## TASK DETAILS
If a line below holds the word "before", count it; then say how many such lines there are and nothing else.

-----

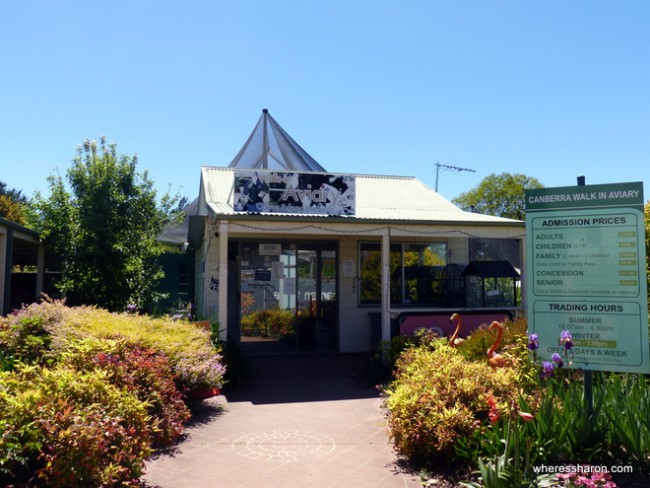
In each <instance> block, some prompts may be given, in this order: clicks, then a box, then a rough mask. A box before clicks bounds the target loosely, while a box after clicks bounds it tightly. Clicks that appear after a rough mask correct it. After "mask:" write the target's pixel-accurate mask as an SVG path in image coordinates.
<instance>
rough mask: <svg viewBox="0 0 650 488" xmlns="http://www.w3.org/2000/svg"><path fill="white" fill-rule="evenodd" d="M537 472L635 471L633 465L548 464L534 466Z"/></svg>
mask: <svg viewBox="0 0 650 488" xmlns="http://www.w3.org/2000/svg"><path fill="white" fill-rule="evenodd" d="M533 471H534V472H535V473H536V474H559V473H563V474H571V473H578V474H592V473H633V472H634V467H633V466H620V465H619V466H617V465H614V466H598V465H595V466H591V465H561V466H558V465H552V464H551V465H546V464H542V465H540V466H533Z"/></svg>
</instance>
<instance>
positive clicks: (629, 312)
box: [525, 183, 650, 373]
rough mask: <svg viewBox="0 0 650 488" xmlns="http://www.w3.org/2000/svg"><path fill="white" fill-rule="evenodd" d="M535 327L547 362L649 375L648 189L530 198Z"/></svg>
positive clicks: (607, 190)
mask: <svg viewBox="0 0 650 488" xmlns="http://www.w3.org/2000/svg"><path fill="white" fill-rule="evenodd" d="M525 198H526V264H527V266H526V268H527V269H526V287H527V297H528V323H529V328H530V329H531V331H532V332H535V333H537V334H538V336H539V345H540V347H539V355H540V358H542V359H546V360H550V359H551V356H552V354H553V353H556V352H557V353H560V354H562V351H563V346H561V345H560V343H559V338H560V334H561V333H562V331H565V330H568V331H569V332H570V333H571V335H572V337H573V344H574V348H573V353H574V358H573V363H574V367H581V368H584V369H588V370H600V371H624V372H636V373H650V359H649V357H648V300H647V280H646V261H645V225H644V214H643V203H644V202H643V185H642V183H619V184H612V185H588V186H575V187H561V188H542V189H535V190H527V191H526V197H525Z"/></svg>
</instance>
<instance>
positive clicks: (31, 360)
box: [0, 304, 59, 370]
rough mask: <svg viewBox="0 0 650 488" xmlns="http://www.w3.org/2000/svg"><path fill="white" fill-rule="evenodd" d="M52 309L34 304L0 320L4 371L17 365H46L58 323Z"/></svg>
mask: <svg viewBox="0 0 650 488" xmlns="http://www.w3.org/2000/svg"><path fill="white" fill-rule="evenodd" d="M50 312H51V309H50V308H48V307H42V306H40V305H37V304H32V305H30V306H28V307H23V308H22V309H21V310H19V311H17V312H15V313H13V314H11V315H9V316H7V317H0V360H1V361H2V362H3V368H2V369H3V370H9V369H11V367H12V365H13V364H14V363H16V362H18V361H20V362H25V363H35V362H46V360H47V358H48V353H49V351H50V349H51V345H52V337H53V335H52V334H53V331H54V329H55V328H56V324H57V323H58V318H59V317H58V316H57V314H52V313H50Z"/></svg>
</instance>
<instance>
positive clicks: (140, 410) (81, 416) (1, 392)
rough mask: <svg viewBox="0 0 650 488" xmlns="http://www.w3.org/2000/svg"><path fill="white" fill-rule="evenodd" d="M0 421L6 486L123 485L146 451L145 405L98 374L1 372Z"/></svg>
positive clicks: (31, 370) (0, 464) (70, 485)
mask: <svg viewBox="0 0 650 488" xmlns="http://www.w3.org/2000/svg"><path fill="white" fill-rule="evenodd" d="M0 419H2V422H1V423H0V424H3V425H2V427H3V431H2V435H1V436H0V469H1V471H0V482H3V483H2V484H3V485H8V484H17V485H20V484H26V483H27V480H28V479H29V485H30V486H50V487H85V486H108V485H116V484H118V483H121V484H123V485H126V484H129V483H131V482H132V481H133V480H135V479H137V478H138V476H139V475H140V474H141V472H142V468H143V463H144V459H145V458H146V456H148V455H149V454H150V453H151V450H150V448H149V445H150V441H151V427H150V426H149V425H148V415H147V411H146V406H145V404H144V403H143V402H141V401H140V400H138V399H137V398H136V397H135V396H133V395H132V394H131V393H129V392H127V391H125V390H122V389H119V388H116V387H115V386H113V385H111V384H109V383H108V382H107V381H106V375H105V374H104V373H103V372H99V371H93V372H88V373H79V372H77V371H74V370H72V369H70V368H65V367H60V368H55V369H48V368H43V367H40V366H25V365H19V366H18V367H17V368H16V370H15V371H13V372H4V373H0Z"/></svg>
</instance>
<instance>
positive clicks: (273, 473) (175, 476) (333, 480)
mask: <svg viewBox="0 0 650 488" xmlns="http://www.w3.org/2000/svg"><path fill="white" fill-rule="evenodd" d="M367 361H368V356H365V355H324V356H293V357H291V356H286V357H267V358H251V359H249V360H248V362H249V364H250V368H251V377H252V379H251V381H250V384H249V386H248V387H247V388H239V389H233V390H232V391H230V390H228V389H227V390H226V393H225V394H224V395H221V396H219V397H215V398H211V399H208V400H204V401H203V402H202V403H201V404H200V405H199V406H198V409H197V413H196V415H195V420H193V422H192V424H191V425H190V427H189V428H188V430H187V435H186V436H185V439H184V440H183V441H182V442H181V443H180V444H179V445H177V446H176V447H175V448H174V449H172V450H171V451H170V452H165V453H161V454H159V455H158V456H156V457H155V458H154V459H152V460H151V461H150V462H149V463H148V464H147V470H146V471H147V472H146V475H145V476H144V478H143V479H144V481H145V482H146V484H147V486H149V487H160V488H204V487H206V488H207V487H211V488H371V487H374V488H398V487H399V488H418V487H420V488H421V486H422V485H421V483H419V482H418V478H417V476H416V475H414V474H410V473H407V472H405V471H404V470H403V469H402V468H400V466H399V465H398V464H397V459H396V457H395V454H394V453H393V450H392V448H391V446H390V444H389V442H388V438H387V435H386V428H385V421H384V417H383V414H382V412H381V400H380V398H379V397H378V394H377V392H376V391H375V390H374V389H372V388H369V387H367V386H363V385H361V384H359V382H358V381H357V379H356V375H357V374H358V373H359V371H360V370H362V368H363V367H364V365H365V364H367Z"/></svg>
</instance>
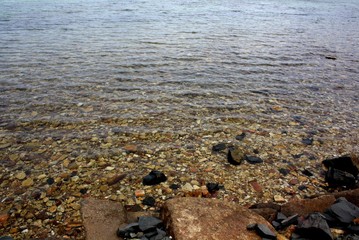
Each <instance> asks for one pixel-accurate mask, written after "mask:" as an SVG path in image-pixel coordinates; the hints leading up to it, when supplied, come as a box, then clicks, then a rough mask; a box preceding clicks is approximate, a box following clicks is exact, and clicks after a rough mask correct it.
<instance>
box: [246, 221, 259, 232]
mask: <svg viewBox="0 0 359 240" xmlns="http://www.w3.org/2000/svg"><path fill="white" fill-rule="evenodd" d="M256 227H257V223H251V224H248V225H247V230H250V231H251V230H255V229H256Z"/></svg>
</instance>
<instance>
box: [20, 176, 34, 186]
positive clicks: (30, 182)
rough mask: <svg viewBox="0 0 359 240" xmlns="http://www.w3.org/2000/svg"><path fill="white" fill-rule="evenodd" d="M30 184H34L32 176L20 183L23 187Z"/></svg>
mask: <svg viewBox="0 0 359 240" xmlns="http://www.w3.org/2000/svg"><path fill="white" fill-rule="evenodd" d="M32 185H34V181H33V180H32V178H28V179H26V180H24V181H23V182H22V183H21V186H23V187H30V186H32Z"/></svg>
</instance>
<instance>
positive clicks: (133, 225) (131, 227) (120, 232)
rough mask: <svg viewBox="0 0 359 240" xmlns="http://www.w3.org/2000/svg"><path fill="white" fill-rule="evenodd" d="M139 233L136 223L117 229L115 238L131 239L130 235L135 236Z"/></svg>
mask: <svg viewBox="0 0 359 240" xmlns="http://www.w3.org/2000/svg"><path fill="white" fill-rule="evenodd" d="M139 231H140V227H139V224H138V223H130V224H123V225H122V226H120V227H119V228H118V229H117V236H118V237H121V238H132V237H131V236H132V235H131V234H132V233H134V234H137V233H138V232H139Z"/></svg>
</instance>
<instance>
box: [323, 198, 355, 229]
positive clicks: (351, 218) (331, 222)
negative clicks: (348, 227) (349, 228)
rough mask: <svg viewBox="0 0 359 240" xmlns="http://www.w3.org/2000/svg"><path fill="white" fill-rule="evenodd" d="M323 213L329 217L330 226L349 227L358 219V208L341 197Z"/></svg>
mask: <svg viewBox="0 0 359 240" xmlns="http://www.w3.org/2000/svg"><path fill="white" fill-rule="evenodd" d="M325 213H326V214H327V215H329V216H328V217H329V218H328V220H329V222H330V223H331V225H349V224H350V223H351V222H352V221H353V220H354V219H355V218H358V217H359V207H357V206H356V205H354V204H352V203H351V202H348V201H347V200H346V199H345V198H343V197H341V198H338V199H337V201H336V202H335V203H334V204H333V205H331V206H330V207H329V208H328V209H327V210H326V212H325Z"/></svg>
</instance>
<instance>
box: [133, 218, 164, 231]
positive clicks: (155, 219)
mask: <svg viewBox="0 0 359 240" xmlns="http://www.w3.org/2000/svg"><path fill="white" fill-rule="evenodd" d="M161 225H163V223H162V221H161V220H160V219H158V218H156V217H152V216H142V217H139V218H138V226H139V228H140V230H141V231H142V232H147V231H149V230H155V229H156V228H160V227H161Z"/></svg>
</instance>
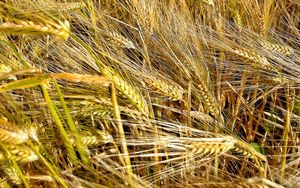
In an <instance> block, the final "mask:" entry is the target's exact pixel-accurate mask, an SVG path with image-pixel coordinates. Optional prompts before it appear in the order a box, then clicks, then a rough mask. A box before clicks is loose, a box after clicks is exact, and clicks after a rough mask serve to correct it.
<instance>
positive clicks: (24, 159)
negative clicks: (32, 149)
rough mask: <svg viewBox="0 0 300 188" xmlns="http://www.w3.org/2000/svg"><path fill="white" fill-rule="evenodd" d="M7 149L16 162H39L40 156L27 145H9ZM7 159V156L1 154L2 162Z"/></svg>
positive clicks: (22, 162) (0, 158)
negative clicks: (32, 161) (6, 158)
mask: <svg viewBox="0 0 300 188" xmlns="http://www.w3.org/2000/svg"><path fill="white" fill-rule="evenodd" d="M6 148H7V150H8V151H9V152H10V153H11V155H12V158H13V159H14V160H15V161H16V162H19V163H28V162H32V161H36V160H38V156H37V155H36V154H35V153H34V152H33V150H32V149H31V148H29V147H27V146H25V145H7V146H6ZM5 159H6V156H5V154H4V153H2V152H1V153H0V161H3V160H5Z"/></svg>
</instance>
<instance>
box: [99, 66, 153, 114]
mask: <svg viewBox="0 0 300 188" xmlns="http://www.w3.org/2000/svg"><path fill="white" fill-rule="evenodd" d="M101 72H102V74H103V75H104V76H105V77H107V78H108V79H110V80H112V82H113V83H114V85H115V87H116V88H117V89H118V90H119V91H121V92H122V94H123V95H124V96H125V97H126V98H127V99H128V100H129V101H130V102H131V104H133V105H134V106H135V107H136V108H137V109H138V110H139V111H140V112H142V113H143V114H144V115H148V106H147V103H146V101H145V99H144V98H143V97H142V96H141V95H140V93H139V92H138V91H137V90H136V89H135V88H134V87H132V86H131V85H130V84H129V83H127V82H126V81H125V80H124V79H123V78H122V77H121V76H120V75H119V74H117V73H115V72H114V71H112V70H111V69H109V68H108V67H104V66H103V68H102V70H101Z"/></svg>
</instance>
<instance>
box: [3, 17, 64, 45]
mask: <svg viewBox="0 0 300 188" xmlns="http://www.w3.org/2000/svg"><path fill="white" fill-rule="evenodd" d="M0 33H5V34H25V35H40V34H51V35H54V36H57V37H58V38H61V39H63V40H67V39H68V38H69V35H70V23H69V21H67V20H65V21H64V22H62V21H58V23H55V22H53V23H51V22H48V23H42V22H34V21H25V20H11V21H6V22H4V23H1V24H0Z"/></svg>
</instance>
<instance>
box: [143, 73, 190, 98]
mask: <svg viewBox="0 0 300 188" xmlns="http://www.w3.org/2000/svg"><path fill="white" fill-rule="evenodd" d="M147 83H149V84H150V85H151V86H153V87H154V88H155V89H156V90H158V91H159V92H160V93H162V94H164V95H165V96H167V97H169V98H170V99H172V100H182V98H183V94H184V89H183V88H182V87H181V86H180V85H178V84H175V83H173V84H170V83H166V82H164V81H163V80H160V79H158V78H155V77H151V78H149V79H147Z"/></svg>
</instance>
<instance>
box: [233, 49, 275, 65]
mask: <svg viewBox="0 0 300 188" xmlns="http://www.w3.org/2000/svg"><path fill="white" fill-rule="evenodd" d="M234 53H236V54H237V55H239V56H242V57H244V58H246V59H249V60H251V61H253V62H254V63H255V65H256V66H258V67H262V68H270V65H271V64H270V63H269V62H268V60H267V59H266V58H265V57H263V56H260V55H259V54H255V53H254V52H252V53H251V52H248V51H246V50H243V49H238V48H236V49H234Z"/></svg>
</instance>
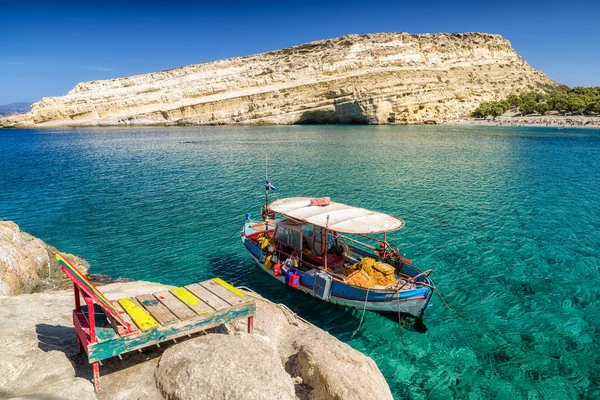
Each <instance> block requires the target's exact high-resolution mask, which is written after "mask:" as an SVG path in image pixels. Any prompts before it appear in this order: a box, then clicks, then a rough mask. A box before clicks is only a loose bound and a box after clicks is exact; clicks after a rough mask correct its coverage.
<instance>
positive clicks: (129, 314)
mask: <svg viewBox="0 0 600 400" xmlns="http://www.w3.org/2000/svg"><path fill="white" fill-rule="evenodd" d="M119 304H120V305H121V307H123V310H125V312H126V313H127V314H129V316H130V317H131V319H133V322H135V324H136V325H137V326H138V328H140V329H141V330H143V331H147V330H150V329H152V328H156V327H157V326H158V325H159V324H158V322H156V320H155V319H154V318H152V316H151V315H150V314H148V313H147V312H146V311H144V309H143V308H142V307H140V306H138V305H137V304H135V303H134V302H133V301H132V300H131V299H128V298H126V297H125V298H122V299H119Z"/></svg>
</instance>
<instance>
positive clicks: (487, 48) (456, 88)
mask: <svg viewBox="0 0 600 400" xmlns="http://www.w3.org/2000/svg"><path fill="white" fill-rule="evenodd" d="M557 86H559V84H558V83H556V82H554V81H553V80H551V79H550V78H548V77H547V76H546V75H545V74H544V73H543V72H542V71H539V70H536V69H534V68H532V67H531V66H529V65H528V64H527V63H526V62H525V61H524V60H523V59H522V58H521V57H520V56H519V55H518V54H517V53H516V52H515V51H514V50H513V48H512V47H511V45H510V43H509V42H508V41H507V40H506V39H504V38H502V37H501V36H499V35H491V34H485V33H467V34H422V35H411V34H407V33H379V34H369V35H349V36H343V37H340V38H336V39H330V40H321V41H317V42H311V43H307V44H303V45H299V46H294V47H290V48H286V49H281V50H276V51H271V52H268V53H261V54H256V55H252V56H247V57H238V58H232V59H228V60H221V61H215V62H210V63H205V64H197V65H189V66H186V67H182V68H177V69H173V70H169V71H162V72H156V73H150V74H144V75H137V76H130V77H125V78H119V79H111V80H104V81H92V82H85V83H80V84H78V85H77V86H75V88H74V89H73V90H71V91H70V92H69V93H68V94H67V95H65V96H62V97H47V98H43V99H42V100H40V101H38V102H37V103H34V104H33V106H32V111H31V112H30V113H28V114H25V115H20V116H15V117H9V118H5V119H0V126H5V127H11V126H59V125H74V126H75V125H76V126H81V125H87V126H99V125H194V124H198V125H205V124H297V123H380V124H385V123H419V122H423V121H426V120H438V121H444V120H451V119H458V118H461V117H464V116H466V115H468V114H469V113H470V112H471V111H472V110H473V109H474V108H475V107H476V106H477V105H478V104H479V103H480V102H482V101H488V100H495V99H500V98H502V97H505V96H507V95H508V94H510V93H514V92H521V91H532V90H539V91H547V90H550V89H552V88H555V87H557Z"/></svg>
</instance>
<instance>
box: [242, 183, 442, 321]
mask: <svg viewBox="0 0 600 400" xmlns="http://www.w3.org/2000/svg"><path fill="white" fill-rule="evenodd" d="M266 183H267V190H266V192H267V200H266V202H265V205H264V206H263V209H262V212H261V215H262V219H261V220H252V219H251V218H250V214H246V221H245V224H244V226H243V229H242V232H241V236H242V242H243V244H244V246H245V247H246V249H247V250H248V252H249V253H250V255H251V256H252V258H253V259H254V261H256V263H257V264H258V266H259V267H260V268H261V269H262V270H263V271H264V272H266V273H267V274H269V275H270V276H272V277H273V278H274V279H277V280H278V281H279V282H281V283H282V284H285V285H286V286H288V287H290V288H293V289H296V290H299V291H301V292H304V293H308V294H310V295H312V296H314V297H317V298H319V299H321V300H324V301H328V302H331V303H334V304H338V305H342V306H348V307H355V308H359V309H361V310H372V311H378V312H384V313H392V312H393V313H399V314H403V315H407V316H412V317H416V318H421V317H422V315H423V312H424V311H425V308H426V307H427V305H428V303H429V301H430V299H431V297H432V295H433V292H434V286H433V284H432V282H431V280H430V278H429V275H430V273H431V270H428V271H421V270H419V269H418V268H416V267H415V266H413V265H412V261H411V260H409V259H407V258H405V257H403V255H402V254H401V253H400V251H399V250H398V248H397V247H395V246H393V245H391V244H390V243H388V241H387V234H388V233H389V232H393V231H396V230H399V229H401V228H403V227H404V225H405V223H404V221H403V220H402V219H399V218H395V217H392V216H390V215H386V214H383V213H380V212H375V211H370V210H367V209H364V208H359V207H353V206H349V205H346V204H342V203H337V202H334V201H331V200H330V199H329V198H310V197H291V198H283V199H279V200H276V201H273V202H271V203H270V204H269V202H268V192H269V189H270V188H273V186H272V185H270V183H269V182H268V180H267V182H266ZM273 189H274V188H273Z"/></svg>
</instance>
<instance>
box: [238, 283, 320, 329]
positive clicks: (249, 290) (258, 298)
mask: <svg viewBox="0 0 600 400" xmlns="http://www.w3.org/2000/svg"><path fill="white" fill-rule="evenodd" d="M238 288H239V289H244V290H245V291H247V292H248V293H247V294H248V296H250V297H252V298H254V299H257V300H259V301H263V302H265V303H269V304H271V305H274V306H276V307H278V308H280V309H281V310H282V311H283V314H284V315H285V317H286V319H287V320H288V323H289V324H290V325H295V326H298V323H297V322H295V321H293V322H292V321H290V315H291V316H292V317H294V318H296V319H298V320H300V321H302V322H304V323H305V324H308V325H311V326H313V327H315V328H317V326H315V325H314V324H313V323H311V322H309V321H307V320H305V319H304V318H302V317H301V316H299V315H298V314H296V313H295V312H293V311H292V310H291V309H290V308H289V307H288V306H286V305H285V304H281V303H274V302H272V301H271V300H269V299H265V298H264V297H262V296H261V295H260V294H258V293H256V292H255V291H254V290H252V289H250V288H249V287H247V286H238Z"/></svg>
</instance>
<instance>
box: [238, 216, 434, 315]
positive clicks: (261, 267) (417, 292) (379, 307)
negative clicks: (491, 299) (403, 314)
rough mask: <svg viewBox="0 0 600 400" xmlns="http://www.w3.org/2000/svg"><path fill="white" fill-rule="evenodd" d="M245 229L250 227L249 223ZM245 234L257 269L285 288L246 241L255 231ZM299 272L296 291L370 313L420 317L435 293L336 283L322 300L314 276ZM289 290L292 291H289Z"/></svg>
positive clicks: (249, 247)
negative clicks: (249, 235)
mask: <svg viewBox="0 0 600 400" xmlns="http://www.w3.org/2000/svg"><path fill="white" fill-rule="evenodd" d="M246 226H248V224H247V225H246ZM244 233H245V234H244V235H243V236H242V242H243V244H244V246H245V247H246V249H247V250H248V252H249V253H250V255H251V256H252V258H253V260H254V261H255V262H256V264H257V265H258V267H259V268H260V269H261V270H262V271H263V272H265V273H266V274H268V275H269V276H271V277H272V278H273V279H275V280H277V281H279V282H281V283H282V284H284V285H285V278H284V277H283V276H275V275H274V273H273V271H272V270H270V269H267V268H266V267H265V266H264V265H263V264H262V263H261V262H260V260H261V258H262V257H263V255H264V252H263V251H262V250H261V249H260V248H259V247H258V246H256V245H255V244H254V243H252V242H251V241H250V240H249V239H247V238H246V235H247V234H251V233H253V231H252V230H248V229H247V228H246V229H245V232H244ZM297 273H298V274H299V275H300V286H299V287H298V288H297V289H295V290H299V291H301V292H304V293H306V294H309V295H311V296H313V297H316V298H318V299H319V300H323V301H327V302H329V303H333V304H338V305H341V306H346V307H353V308H358V309H366V310H370V311H377V312H383V313H398V312H400V313H401V314H404V315H410V316H413V317H420V316H421V315H422V314H423V312H424V311H425V308H426V307H427V305H428V303H429V300H430V299H431V296H432V294H433V291H432V290H431V289H430V288H426V287H418V288H415V289H413V290H405V291H401V292H394V291H389V290H368V289H363V288H358V287H354V286H350V285H348V284H345V283H344V282H340V281H335V280H334V281H333V282H332V287H331V294H330V296H329V298H328V299H322V298H320V297H319V296H317V295H315V293H314V291H313V283H314V276H313V275H311V274H310V273H309V272H306V271H297ZM286 286H287V285H286ZM290 290H292V289H291V288H290Z"/></svg>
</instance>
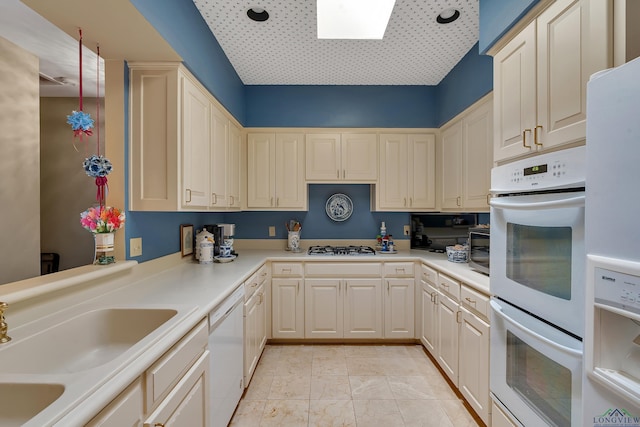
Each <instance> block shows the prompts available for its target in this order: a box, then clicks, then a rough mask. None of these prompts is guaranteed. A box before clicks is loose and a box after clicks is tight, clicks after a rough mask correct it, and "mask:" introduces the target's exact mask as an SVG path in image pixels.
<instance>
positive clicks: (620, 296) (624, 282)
mask: <svg viewBox="0 0 640 427" xmlns="http://www.w3.org/2000/svg"><path fill="white" fill-rule="evenodd" d="M593 274H594V278H593V280H594V282H593V283H594V298H595V302H596V303H598V304H604V305H608V306H611V307H615V308H619V309H621V310H625V311H631V312H633V313H637V314H640V276H634V275H631V274H626V273H622V272H619V271H613V270H609V269H606V268H602V267H596V268H595V269H594V270H593Z"/></svg>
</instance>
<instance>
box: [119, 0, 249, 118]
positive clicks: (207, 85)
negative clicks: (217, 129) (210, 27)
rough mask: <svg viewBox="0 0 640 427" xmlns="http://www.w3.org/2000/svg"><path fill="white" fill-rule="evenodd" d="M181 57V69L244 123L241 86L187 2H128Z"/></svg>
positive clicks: (218, 44) (188, 0)
mask: <svg viewBox="0 0 640 427" xmlns="http://www.w3.org/2000/svg"><path fill="white" fill-rule="evenodd" d="M131 3H132V4H133V5H134V6H135V7H136V8H137V9H138V10H139V11H140V13H141V14H142V15H143V16H144V17H145V18H146V19H147V20H148V21H149V23H151V25H153V26H154V27H155V29H156V30H157V31H158V33H160V35H161V36H162V37H164V39H165V40H166V41H167V42H168V43H169V44H170V45H171V47H173V49H174V50H175V51H176V52H177V53H178V55H180V56H181V57H182V60H183V62H184V64H185V66H186V67H187V68H188V69H189V71H191V72H192V73H193V74H194V75H195V76H196V77H197V78H198V80H200V82H201V83H202V84H203V85H204V86H205V87H206V88H207V89H209V92H211V94H213V96H215V97H216V99H217V100H218V101H220V103H221V104H222V105H224V106H225V108H226V109H227V110H228V111H229V112H230V113H231V114H232V115H233V116H234V117H235V118H236V119H237V120H238V121H239V122H240V123H244V118H245V104H244V85H243V84H242V80H240V77H239V76H238V73H236V71H235V70H234V69H233V67H232V66H231V62H229V59H228V58H227V55H226V54H225V53H224V51H223V50H222V48H221V47H220V44H219V43H218V41H217V40H216V39H215V37H213V35H212V34H211V30H210V29H209V26H208V25H207V23H206V22H205V21H204V19H203V18H202V15H200V12H199V11H198V9H197V8H196V6H195V4H194V3H193V2H192V1H190V0H184V1H179V0H131Z"/></svg>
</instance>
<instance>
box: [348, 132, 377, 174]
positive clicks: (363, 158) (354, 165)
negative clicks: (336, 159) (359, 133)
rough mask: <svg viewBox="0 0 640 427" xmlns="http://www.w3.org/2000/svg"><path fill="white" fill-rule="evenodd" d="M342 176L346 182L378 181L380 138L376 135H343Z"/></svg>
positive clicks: (366, 134) (370, 134)
mask: <svg viewBox="0 0 640 427" xmlns="http://www.w3.org/2000/svg"><path fill="white" fill-rule="evenodd" d="M341 141H342V143H341V166H342V171H341V176H340V178H341V179H343V180H346V181H366V182H375V181H376V180H377V179H378V136H377V135H376V134H375V133H360V134H357V133H356V134H342V140H341Z"/></svg>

-----

## SOLUTION FOR THIS PROBLEM
4